- _What is needed_
Check every line of the entries for the string "tail" and return the ones that contain it.

(Collected data entries)

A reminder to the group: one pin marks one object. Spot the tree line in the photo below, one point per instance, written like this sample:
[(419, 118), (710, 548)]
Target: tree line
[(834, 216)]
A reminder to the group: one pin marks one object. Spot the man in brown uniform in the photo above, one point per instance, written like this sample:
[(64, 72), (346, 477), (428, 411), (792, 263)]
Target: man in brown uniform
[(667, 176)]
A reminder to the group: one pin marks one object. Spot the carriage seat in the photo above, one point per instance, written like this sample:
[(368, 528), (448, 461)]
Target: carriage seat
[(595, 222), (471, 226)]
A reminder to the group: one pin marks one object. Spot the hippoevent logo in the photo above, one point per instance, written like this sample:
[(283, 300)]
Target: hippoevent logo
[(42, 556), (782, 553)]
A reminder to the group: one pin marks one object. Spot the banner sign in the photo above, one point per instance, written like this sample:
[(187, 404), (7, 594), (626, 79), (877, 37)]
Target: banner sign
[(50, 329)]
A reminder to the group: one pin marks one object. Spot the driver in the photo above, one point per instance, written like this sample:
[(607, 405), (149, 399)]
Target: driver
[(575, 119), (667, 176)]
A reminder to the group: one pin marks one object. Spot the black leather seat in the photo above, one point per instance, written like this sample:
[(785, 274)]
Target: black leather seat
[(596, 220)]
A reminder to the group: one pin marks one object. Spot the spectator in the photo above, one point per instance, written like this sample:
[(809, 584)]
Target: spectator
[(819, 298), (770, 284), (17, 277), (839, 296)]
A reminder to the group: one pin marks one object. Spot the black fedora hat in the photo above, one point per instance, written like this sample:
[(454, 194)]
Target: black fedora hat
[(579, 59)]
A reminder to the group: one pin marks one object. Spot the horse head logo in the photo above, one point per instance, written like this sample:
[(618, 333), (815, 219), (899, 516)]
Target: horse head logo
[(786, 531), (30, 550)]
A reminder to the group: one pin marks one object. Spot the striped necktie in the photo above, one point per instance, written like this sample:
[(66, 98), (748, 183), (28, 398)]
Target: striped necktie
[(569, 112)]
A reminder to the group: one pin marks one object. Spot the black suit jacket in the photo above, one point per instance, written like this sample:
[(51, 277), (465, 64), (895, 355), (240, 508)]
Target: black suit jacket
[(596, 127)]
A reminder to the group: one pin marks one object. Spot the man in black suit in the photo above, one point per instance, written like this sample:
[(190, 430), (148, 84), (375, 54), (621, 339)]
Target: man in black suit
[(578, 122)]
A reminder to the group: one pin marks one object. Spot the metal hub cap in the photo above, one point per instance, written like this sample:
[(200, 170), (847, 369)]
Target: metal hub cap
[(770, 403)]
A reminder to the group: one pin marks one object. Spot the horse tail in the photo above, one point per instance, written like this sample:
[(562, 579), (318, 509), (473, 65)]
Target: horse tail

- _Your solution_
A reminder to the group: one pin marks one object. Spot the horse tail in the photo above, one point per instance, written like this sample:
Target: horse tail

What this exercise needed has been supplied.